Photo labels with boxes
------

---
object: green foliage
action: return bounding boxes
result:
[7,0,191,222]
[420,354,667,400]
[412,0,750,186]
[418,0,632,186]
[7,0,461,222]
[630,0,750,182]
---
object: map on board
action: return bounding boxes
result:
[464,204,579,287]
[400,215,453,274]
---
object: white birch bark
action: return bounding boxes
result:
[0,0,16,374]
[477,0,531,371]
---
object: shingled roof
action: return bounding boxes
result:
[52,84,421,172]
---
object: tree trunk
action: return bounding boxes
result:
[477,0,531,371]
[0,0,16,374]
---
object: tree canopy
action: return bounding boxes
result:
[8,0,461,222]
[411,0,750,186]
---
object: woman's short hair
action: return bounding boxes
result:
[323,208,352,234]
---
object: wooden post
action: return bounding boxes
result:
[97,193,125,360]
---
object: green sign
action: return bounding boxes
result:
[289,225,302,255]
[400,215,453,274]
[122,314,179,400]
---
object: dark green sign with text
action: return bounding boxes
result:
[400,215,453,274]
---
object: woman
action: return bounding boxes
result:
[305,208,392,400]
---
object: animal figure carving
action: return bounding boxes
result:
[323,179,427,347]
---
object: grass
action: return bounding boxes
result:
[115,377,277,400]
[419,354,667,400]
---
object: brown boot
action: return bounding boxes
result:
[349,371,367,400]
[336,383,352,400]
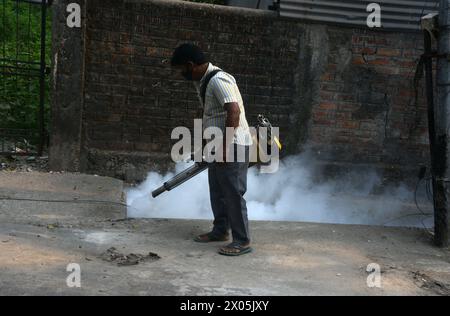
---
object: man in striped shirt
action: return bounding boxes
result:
[171,43,252,256]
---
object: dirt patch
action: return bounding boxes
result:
[411,271,450,296]
[100,247,161,266]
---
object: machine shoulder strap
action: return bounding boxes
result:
[200,69,223,107]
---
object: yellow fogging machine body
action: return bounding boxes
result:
[152,114,282,198]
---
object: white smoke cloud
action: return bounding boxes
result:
[127,154,431,227]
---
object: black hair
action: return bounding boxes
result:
[170,43,207,66]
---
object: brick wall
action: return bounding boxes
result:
[50,0,428,180]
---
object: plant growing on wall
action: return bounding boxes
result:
[0,1,51,135]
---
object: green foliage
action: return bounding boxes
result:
[0,1,51,137]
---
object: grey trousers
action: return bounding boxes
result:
[208,144,250,243]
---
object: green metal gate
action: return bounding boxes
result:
[0,0,50,155]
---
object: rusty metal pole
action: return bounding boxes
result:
[434,0,450,247]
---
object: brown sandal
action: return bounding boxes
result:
[194,232,229,243]
[219,242,253,256]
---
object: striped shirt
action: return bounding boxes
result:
[195,63,253,146]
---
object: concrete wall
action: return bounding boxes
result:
[50,0,428,180]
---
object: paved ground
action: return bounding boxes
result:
[0,172,450,295]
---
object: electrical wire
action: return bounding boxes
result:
[0,196,142,215]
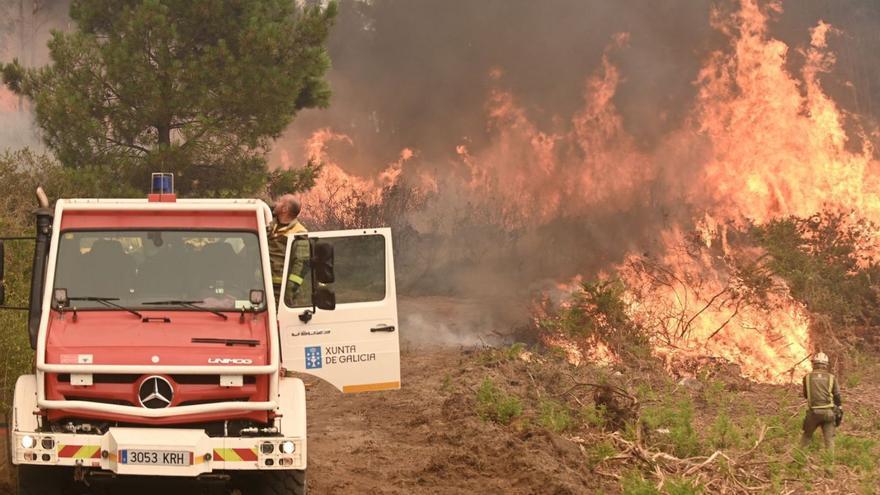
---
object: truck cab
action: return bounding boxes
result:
[0,185,400,495]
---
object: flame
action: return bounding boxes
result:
[276,0,880,382]
[296,129,437,227]
[618,228,810,383]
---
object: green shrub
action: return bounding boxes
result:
[477,378,523,425]
[587,440,617,467]
[751,212,880,325]
[578,404,608,428]
[663,478,703,495]
[709,413,742,449]
[620,471,660,495]
[642,400,702,457]
[538,399,574,433]
[823,435,878,472]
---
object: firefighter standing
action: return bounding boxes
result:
[269,194,309,304]
[801,352,842,450]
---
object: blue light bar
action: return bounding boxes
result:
[150,172,174,194]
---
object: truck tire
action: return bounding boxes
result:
[18,466,72,495]
[244,471,307,495]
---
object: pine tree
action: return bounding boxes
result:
[2,0,336,196]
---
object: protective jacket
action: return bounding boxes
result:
[268,220,309,286]
[803,369,841,411]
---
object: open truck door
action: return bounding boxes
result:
[278,228,400,392]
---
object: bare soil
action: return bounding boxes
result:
[307,349,598,495]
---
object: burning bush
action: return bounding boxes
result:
[535,280,650,365]
[751,212,880,327]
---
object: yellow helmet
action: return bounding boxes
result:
[813,352,828,366]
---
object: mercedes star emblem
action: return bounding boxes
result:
[138,376,174,409]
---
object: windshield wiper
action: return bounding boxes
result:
[67,296,144,319]
[142,299,229,320]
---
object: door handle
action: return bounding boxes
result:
[370,325,395,332]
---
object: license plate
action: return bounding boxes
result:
[119,449,193,466]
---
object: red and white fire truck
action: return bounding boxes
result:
[0,179,400,495]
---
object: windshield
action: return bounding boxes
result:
[55,230,265,310]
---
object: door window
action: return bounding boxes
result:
[284,234,387,308]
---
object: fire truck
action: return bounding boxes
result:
[0,174,400,495]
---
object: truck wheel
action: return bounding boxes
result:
[244,471,306,495]
[18,466,72,495]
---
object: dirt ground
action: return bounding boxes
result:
[308,349,596,495]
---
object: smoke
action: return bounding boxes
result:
[0,0,70,150]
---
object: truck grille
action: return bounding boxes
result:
[46,373,268,408]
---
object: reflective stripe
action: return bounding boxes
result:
[807,373,834,409]
[806,373,813,407]
[58,445,101,459]
[214,448,257,462]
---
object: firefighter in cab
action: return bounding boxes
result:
[801,352,843,450]
[269,194,309,304]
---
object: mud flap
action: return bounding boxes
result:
[278,228,400,392]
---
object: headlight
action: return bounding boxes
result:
[21,435,37,449]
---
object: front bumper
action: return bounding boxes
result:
[10,428,306,477]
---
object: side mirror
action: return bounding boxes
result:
[312,287,336,311]
[0,241,6,306]
[312,241,336,284]
[52,289,70,308]
[249,289,266,309]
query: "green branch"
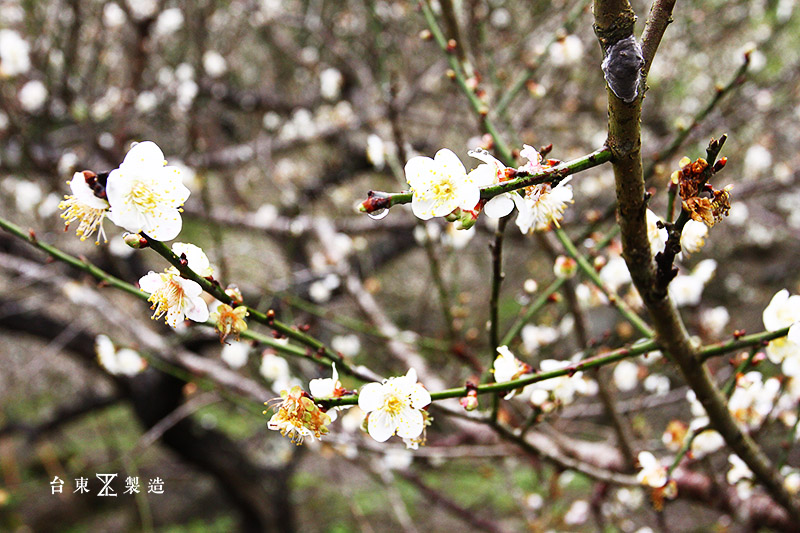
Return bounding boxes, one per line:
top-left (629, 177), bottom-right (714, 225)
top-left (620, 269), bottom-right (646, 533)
top-left (359, 147), bottom-right (611, 213)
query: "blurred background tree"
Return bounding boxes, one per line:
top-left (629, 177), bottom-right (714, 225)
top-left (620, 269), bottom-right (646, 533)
top-left (0, 0), bottom-right (800, 532)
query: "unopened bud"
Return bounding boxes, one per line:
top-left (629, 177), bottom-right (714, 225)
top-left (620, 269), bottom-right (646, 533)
top-left (458, 390), bottom-right (478, 411)
top-left (122, 233), bottom-right (150, 250)
top-left (553, 255), bottom-right (578, 279)
top-left (456, 210), bottom-right (478, 229)
top-left (225, 283), bottom-right (244, 304)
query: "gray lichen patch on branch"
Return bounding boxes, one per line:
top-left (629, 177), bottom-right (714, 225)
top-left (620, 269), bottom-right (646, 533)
top-left (602, 35), bottom-right (644, 104)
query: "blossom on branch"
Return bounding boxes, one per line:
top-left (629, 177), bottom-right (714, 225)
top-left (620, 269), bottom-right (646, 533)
top-left (58, 170), bottom-right (108, 244)
top-left (636, 452), bottom-right (669, 488)
top-left (761, 289), bottom-right (800, 366)
top-left (172, 242), bottom-right (214, 278)
top-left (264, 386), bottom-right (331, 446)
top-left (467, 149), bottom-right (516, 218)
top-left (492, 346), bottom-right (533, 400)
top-left (405, 148), bottom-right (480, 220)
top-left (139, 269), bottom-right (208, 328)
top-left (308, 363), bottom-right (352, 422)
top-left (106, 141), bottom-right (189, 241)
top-left (209, 304), bottom-right (248, 342)
top-left (358, 368), bottom-right (431, 442)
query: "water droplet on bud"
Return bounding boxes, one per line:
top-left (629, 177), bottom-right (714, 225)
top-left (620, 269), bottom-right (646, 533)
top-left (367, 209), bottom-right (389, 220)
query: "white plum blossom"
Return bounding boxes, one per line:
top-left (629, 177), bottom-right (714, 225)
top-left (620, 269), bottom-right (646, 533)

------

→ **What needs to be done**: Pull out every line from the entries above that contains the string "smoke" and copy each such line unchanged. Case counts.

→ **Result of this exercise**:
object: white smoke cloud
object: smoke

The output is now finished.